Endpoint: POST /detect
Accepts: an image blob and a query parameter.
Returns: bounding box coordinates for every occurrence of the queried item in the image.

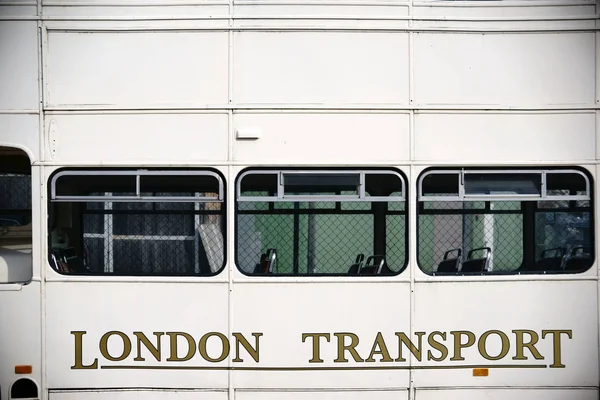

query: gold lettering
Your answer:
[333,332,365,362]
[133,332,164,361]
[477,331,510,361]
[542,329,573,368]
[167,332,196,361]
[427,331,448,361]
[231,333,262,362]
[513,329,544,360]
[198,332,229,362]
[396,332,425,362]
[365,332,394,362]
[302,333,330,363]
[71,331,98,369]
[100,331,131,361]
[450,331,475,361]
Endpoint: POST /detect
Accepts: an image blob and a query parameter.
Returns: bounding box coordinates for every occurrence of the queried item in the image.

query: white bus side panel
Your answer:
[0,282,42,399]
[415,388,598,400]
[49,389,228,400]
[233,32,408,105]
[0,22,39,111]
[233,112,410,165]
[413,280,599,387]
[415,112,596,163]
[46,113,229,165]
[46,280,228,389]
[47,31,228,108]
[0,114,40,162]
[414,33,595,107]
[232,282,410,389]
[235,390,408,400]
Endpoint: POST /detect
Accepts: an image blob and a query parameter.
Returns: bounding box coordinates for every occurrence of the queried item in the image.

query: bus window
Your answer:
[418,169,594,275]
[0,147,33,283]
[49,170,225,276]
[236,169,407,276]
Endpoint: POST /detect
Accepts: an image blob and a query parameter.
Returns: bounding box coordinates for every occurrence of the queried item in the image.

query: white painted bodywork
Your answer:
[0,0,600,400]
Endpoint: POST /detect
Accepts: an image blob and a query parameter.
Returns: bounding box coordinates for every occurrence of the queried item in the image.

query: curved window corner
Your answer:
[10,378,39,399]
[48,169,226,276]
[0,147,33,283]
[417,169,594,275]
[235,169,407,276]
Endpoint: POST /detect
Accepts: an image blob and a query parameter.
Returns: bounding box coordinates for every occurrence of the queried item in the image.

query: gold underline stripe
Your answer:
[100,364,548,371]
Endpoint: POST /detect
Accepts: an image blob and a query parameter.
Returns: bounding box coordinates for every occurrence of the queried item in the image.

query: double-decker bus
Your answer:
[0,0,600,400]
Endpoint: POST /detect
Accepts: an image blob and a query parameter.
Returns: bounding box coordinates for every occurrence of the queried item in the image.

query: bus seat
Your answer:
[436,249,462,273]
[565,246,592,272]
[358,255,385,275]
[528,247,565,271]
[348,253,365,275]
[460,247,492,272]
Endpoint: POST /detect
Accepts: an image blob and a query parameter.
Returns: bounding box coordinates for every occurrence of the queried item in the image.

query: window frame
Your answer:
[414,166,597,279]
[46,167,228,279]
[233,166,410,279]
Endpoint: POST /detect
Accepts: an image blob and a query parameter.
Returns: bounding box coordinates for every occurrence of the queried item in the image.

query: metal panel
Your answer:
[49,389,227,400]
[414,33,595,107]
[233,112,409,164]
[233,32,408,104]
[0,22,39,111]
[415,388,598,400]
[46,114,228,165]
[47,31,228,108]
[415,112,596,165]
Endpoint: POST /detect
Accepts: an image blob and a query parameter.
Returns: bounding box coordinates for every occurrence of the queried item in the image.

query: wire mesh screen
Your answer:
[418,201,592,273]
[236,202,406,275]
[54,202,225,275]
[0,173,31,226]
[418,202,523,273]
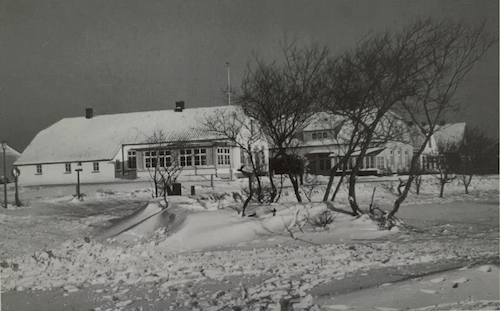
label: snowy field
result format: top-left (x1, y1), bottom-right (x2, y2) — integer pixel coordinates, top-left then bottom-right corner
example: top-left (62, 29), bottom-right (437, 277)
top-left (0, 176), bottom-right (500, 310)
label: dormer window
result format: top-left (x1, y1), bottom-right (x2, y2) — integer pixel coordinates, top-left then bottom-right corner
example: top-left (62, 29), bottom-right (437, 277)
top-left (311, 131), bottom-right (328, 139)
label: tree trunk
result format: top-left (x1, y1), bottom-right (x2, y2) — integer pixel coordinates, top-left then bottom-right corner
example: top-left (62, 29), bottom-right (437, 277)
top-left (288, 173), bottom-right (302, 203)
top-left (241, 175), bottom-right (253, 217)
top-left (331, 163), bottom-right (347, 201)
top-left (269, 161), bottom-right (278, 203)
top-left (415, 175), bottom-right (422, 195)
top-left (323, 162), bottom-right (341, 202)
top-left (387, 175), bottom-right (415, 219)
top-left (349, 172), bottom-right (363, 216)
top-left (439, 181), bottom-right (446, 198)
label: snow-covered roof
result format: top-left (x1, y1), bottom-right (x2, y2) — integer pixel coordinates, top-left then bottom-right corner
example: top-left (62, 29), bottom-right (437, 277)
top-left (0, 145), bottom-right (21, 174)
top-left (15, 106), bottom-right (235, 165)
top-left (434, 122), bottom-right (466, 143)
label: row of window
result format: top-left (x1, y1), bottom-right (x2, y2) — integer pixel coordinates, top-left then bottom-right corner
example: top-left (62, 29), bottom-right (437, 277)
top-left (311, 131), bottom-right (328, 139)
top-left (36, 162), bottom-right (99, 175)
top-left (330, 156), bottom-right (385, 170)
top-left (127, 148), bottom-right (231, 169)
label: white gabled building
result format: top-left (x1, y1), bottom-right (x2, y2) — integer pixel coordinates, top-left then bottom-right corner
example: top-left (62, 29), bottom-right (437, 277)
top-left (286, 112), bottom-right (413, 175)
top-left (15, 102), bottom-right (267, 185)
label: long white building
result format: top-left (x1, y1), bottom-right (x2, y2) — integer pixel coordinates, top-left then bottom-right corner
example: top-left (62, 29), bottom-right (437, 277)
top-left (15, 102), bottom-right (267, 185)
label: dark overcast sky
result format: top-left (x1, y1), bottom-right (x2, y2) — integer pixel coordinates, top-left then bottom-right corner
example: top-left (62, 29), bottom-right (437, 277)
top-left (0, 0), bottom-right (499, 151)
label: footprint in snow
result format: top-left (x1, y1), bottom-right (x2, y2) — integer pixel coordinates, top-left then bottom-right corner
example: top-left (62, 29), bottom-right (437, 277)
top-left (477, 265), bottom-right (491, 272)
top-left (430, 277), bottom-right (446, 283)
top-left (420, 289), bottom-right (437, 295)
top-left (451, 277), bottom-right (469, 284)
top-left (321, 305), bottom-right (350, 310)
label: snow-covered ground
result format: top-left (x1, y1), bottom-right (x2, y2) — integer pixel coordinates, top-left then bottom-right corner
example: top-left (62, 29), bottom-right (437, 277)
top-left (0, 176), bottom-right (499, 310)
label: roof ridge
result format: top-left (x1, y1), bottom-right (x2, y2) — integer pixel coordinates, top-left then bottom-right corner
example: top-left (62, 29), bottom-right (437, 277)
top-left (60, 105), bottom-right (238, 120)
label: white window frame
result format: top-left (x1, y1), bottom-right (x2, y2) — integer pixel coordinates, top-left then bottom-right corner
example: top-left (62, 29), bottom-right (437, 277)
top-left (217, 147), bottom-right (231, 165)
top-left (127, 150), bottom-right (137, 169)
top-left (194, 148), bottom-right (207, 166)
top-left (179, 149), bottom-right (193, 167)
top-left (376, 156), bottom-right (385, 169)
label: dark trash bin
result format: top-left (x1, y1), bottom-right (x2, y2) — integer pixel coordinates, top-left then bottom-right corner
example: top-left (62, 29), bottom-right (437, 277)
top-left (172, 183), bottom-right (182, 195)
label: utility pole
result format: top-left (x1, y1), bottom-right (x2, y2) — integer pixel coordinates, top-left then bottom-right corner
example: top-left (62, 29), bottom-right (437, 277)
top-left (226, 63), bottom-right (231, 106)
top-left (2, 140), bottom-right (7, 208)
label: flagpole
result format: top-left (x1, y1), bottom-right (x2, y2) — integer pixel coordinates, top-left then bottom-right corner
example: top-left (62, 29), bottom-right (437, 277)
top-left (226, 63), bottom-right (231, 106)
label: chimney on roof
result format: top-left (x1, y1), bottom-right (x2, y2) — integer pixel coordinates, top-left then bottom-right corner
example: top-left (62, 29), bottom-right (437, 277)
top-left (175, 101), bottom-right (184, 112)
top-left (85, 108), bottom-right (94, 119)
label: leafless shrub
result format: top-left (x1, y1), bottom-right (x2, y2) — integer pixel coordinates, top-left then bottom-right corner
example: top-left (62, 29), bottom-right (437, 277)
top-left (309, 209), bottom-right (339, 228)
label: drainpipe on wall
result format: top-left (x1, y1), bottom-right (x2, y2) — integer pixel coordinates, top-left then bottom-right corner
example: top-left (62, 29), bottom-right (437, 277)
top-left (122, 145), bottom-right (125, 177)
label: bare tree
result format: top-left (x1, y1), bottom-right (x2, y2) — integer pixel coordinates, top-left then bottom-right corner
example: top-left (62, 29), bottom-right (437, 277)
top-left (325, 27), bottom-right (415, 214)
top-left (236, 36), bottom-right (328, 202)
top-left (458, 127), bottom-right (495, 194)
top-left (387, 19), bottom-right (497, 218)
top-left (200, 106), bottom-right (267, 216)
top-left (430, 139), bottom-right (461, 198)
top-left (146, 130), bottom-right (182, 203)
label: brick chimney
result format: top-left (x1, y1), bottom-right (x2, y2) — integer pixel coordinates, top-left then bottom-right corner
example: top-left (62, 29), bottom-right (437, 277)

· · · · · · ·

- _WRITTEN EXERCISE_: Copy the stretch of the material from the line containing "label: drainpipe on wall" through the end of the material, both ends included, reproducing each line verbatim.

- _FINAL RESULT_:
label: drainpipe on wall
result format: top-left (x1, y1), bottom-right (x2, y2) — integer pixel coordinates, top-left then bottom-right corner
example: top-left (62, 29), bottom-right (437, 277)
top-left (122, 145), bottom-right (125, 177)
label: bare tree
result format: top-left (x1, y1), bottom-right (x2, y2) — integer pixel coordinates, top-left then bottom-right corner
example: top-left (62, 29), bottom-right (437, 277)
top-left (325, 27), bottom-right (415, 214)
top-left (236, 36), bottom-right (328, 202)
top-left (458, 127), bottom-right (495, 194)
top-left (387, 19), bottom-right (497, 218)
top-left (200, 106), bottom-right (267, 216)
top-left (430, 139), bottom-right (461, 198)
top-left (146, 130), bottom-right (182, 203)
label: brick chimney
result format: top-left (x1, y1), bottom-right (x2, y2) — integer pixel coordinates, top-left then bottom-right corner
example: top-left (62, 29), bottom-right (437, 277)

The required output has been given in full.